> [PROBLEM TO WORK ON]: Exactly reproduce the line containing "object | dog's muzzle" together with every line after it, through the end of the entries, and give nothing more.
-- BEGIN DATA IN THIS EXERCISE --
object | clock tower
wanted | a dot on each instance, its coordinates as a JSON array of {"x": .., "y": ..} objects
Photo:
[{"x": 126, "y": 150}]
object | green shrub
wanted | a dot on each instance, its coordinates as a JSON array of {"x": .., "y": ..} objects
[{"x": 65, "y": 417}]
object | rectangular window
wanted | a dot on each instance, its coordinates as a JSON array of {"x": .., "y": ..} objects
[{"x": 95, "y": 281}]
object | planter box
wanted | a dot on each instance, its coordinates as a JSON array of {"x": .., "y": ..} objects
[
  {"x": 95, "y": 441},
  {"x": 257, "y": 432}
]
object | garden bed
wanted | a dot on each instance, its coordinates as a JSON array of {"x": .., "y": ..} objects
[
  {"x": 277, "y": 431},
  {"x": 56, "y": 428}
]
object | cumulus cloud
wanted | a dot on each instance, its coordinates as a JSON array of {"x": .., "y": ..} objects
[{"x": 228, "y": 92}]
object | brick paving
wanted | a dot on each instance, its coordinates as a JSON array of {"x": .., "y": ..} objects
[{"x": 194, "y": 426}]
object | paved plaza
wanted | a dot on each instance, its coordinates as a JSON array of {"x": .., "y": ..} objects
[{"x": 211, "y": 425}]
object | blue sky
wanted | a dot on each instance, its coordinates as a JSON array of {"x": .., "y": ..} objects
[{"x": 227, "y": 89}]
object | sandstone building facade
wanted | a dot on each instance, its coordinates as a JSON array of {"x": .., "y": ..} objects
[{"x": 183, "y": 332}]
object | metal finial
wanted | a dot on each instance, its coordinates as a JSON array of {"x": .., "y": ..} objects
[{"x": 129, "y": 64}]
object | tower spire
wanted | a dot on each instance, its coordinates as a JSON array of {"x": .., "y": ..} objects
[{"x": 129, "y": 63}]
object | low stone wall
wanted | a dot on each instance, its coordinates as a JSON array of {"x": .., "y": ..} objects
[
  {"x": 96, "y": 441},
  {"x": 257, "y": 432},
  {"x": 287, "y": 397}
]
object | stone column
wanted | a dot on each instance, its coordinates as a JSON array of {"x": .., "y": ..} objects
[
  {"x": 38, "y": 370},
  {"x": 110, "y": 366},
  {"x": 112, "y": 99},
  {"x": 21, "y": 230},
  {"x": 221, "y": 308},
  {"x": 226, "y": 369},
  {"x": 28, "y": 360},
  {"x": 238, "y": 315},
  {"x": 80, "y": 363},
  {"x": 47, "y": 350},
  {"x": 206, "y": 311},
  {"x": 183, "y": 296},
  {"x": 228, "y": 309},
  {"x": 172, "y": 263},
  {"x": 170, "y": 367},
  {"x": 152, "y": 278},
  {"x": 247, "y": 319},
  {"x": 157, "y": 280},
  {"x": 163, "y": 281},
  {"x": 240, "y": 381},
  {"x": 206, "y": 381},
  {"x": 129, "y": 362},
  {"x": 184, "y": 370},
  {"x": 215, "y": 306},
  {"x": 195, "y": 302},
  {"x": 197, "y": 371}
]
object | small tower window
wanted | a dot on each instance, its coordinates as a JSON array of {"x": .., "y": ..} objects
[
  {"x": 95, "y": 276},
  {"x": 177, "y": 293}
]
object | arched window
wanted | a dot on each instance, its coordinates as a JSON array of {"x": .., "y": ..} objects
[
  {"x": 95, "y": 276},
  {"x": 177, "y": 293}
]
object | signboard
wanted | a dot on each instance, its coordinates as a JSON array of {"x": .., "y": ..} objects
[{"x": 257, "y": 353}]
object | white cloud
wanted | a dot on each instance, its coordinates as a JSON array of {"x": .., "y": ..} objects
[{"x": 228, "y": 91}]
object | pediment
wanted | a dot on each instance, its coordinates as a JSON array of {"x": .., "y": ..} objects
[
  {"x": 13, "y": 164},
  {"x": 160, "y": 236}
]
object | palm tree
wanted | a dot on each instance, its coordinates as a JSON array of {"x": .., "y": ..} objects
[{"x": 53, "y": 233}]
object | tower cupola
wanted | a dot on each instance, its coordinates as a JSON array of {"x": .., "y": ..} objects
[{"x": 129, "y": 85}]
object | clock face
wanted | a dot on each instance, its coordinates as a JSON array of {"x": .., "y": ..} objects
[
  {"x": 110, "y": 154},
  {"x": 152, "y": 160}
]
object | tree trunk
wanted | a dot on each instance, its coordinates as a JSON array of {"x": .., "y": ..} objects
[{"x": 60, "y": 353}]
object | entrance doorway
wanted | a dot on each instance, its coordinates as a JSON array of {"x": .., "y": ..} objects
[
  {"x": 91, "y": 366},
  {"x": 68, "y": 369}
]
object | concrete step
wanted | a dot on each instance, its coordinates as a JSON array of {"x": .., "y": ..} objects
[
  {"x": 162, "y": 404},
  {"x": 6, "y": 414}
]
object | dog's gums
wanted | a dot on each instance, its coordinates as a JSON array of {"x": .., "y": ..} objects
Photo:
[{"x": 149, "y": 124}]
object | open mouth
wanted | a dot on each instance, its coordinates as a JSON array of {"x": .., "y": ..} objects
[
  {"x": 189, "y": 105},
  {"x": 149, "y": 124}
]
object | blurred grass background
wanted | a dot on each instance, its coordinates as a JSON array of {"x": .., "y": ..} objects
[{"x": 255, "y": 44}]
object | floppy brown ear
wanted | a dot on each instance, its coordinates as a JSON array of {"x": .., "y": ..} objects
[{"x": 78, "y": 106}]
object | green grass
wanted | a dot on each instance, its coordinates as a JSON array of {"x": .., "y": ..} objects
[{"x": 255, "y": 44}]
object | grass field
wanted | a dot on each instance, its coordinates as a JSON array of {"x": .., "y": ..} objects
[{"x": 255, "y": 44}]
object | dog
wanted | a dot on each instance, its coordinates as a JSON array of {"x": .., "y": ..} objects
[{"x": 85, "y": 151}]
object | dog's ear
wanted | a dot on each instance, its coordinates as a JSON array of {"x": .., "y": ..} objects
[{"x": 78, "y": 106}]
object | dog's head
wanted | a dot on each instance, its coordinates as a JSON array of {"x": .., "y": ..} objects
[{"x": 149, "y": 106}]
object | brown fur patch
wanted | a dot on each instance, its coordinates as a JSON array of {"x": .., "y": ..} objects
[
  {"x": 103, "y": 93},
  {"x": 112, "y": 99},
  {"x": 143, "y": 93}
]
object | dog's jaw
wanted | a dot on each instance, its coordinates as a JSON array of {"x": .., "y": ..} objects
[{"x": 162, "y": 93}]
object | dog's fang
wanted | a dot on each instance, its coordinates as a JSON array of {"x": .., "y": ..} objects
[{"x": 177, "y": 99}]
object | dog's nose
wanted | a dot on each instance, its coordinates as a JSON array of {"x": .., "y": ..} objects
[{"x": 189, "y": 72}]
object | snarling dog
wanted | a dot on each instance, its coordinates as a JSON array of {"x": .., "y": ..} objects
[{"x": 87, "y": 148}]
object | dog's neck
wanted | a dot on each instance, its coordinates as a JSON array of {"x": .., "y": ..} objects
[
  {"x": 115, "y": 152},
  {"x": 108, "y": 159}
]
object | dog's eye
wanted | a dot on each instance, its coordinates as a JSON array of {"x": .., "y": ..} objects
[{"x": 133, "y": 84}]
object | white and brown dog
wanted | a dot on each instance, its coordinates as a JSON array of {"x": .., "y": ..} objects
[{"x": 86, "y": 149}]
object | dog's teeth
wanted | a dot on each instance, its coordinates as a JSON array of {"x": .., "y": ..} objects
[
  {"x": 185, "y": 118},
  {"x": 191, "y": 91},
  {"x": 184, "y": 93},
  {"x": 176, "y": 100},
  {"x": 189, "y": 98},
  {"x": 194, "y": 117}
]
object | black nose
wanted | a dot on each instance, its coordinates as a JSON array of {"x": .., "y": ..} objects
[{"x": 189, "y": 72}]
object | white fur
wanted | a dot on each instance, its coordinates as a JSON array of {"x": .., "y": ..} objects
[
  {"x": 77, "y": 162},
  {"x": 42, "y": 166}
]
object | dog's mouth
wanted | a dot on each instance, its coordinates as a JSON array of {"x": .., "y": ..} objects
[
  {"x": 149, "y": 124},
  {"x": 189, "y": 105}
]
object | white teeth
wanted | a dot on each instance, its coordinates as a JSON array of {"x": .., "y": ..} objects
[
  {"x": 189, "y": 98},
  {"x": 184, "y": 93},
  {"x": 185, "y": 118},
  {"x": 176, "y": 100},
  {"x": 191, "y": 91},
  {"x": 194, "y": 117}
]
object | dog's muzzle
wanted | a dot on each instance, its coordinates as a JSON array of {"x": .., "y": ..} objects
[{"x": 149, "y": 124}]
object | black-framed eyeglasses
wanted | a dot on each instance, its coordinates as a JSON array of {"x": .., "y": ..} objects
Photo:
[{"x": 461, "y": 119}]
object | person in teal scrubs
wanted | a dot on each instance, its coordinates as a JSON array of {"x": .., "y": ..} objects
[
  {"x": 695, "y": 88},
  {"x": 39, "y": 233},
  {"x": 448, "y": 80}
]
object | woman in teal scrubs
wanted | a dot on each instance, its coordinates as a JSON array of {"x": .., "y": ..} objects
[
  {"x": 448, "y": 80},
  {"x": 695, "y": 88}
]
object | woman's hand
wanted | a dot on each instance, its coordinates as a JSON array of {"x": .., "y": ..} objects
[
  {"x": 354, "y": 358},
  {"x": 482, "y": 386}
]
-- END DATA IN THIS EXERCISE --
> [REPLY TO THE EXERCISE]:
object | dog's muzzle
wanted | a dot on each instance, its coordinates as a JSON array of {"x": .., "y": ..} objects
[{"x": 149, "y": 124}]
object | black-framed eyeglasses
wanted | a dot on each instance, its coordinates as a JSON array of {"x": .., "y": ..} objects
Photo:
[{"x": 461, "y": 119}]
object | person in teal scrubs
wanted | a dot on each instance, its coordinates as a JSON array of {"x": .., "y": ..} objects
[
  {"x": 695, "y": 88},
  {"x": 39, "y": 233},
  {"x": 448, "y": 80}
]
object | woman in teal scrubs
wanted | a dot on each instance, its coordinates as a JSON array of {"x": .., "y": ..} objects
[
  {"x": 448, "y": 80},
  {"x": 695, "y": 88}
]
object | woman's hand
wanted | a dot on each instance, its coordinates as a JSON array of {"x": .., "y": ..} objects
[
  {"x": 354, "y": 358},
  {"x": 482, "y": 386}
]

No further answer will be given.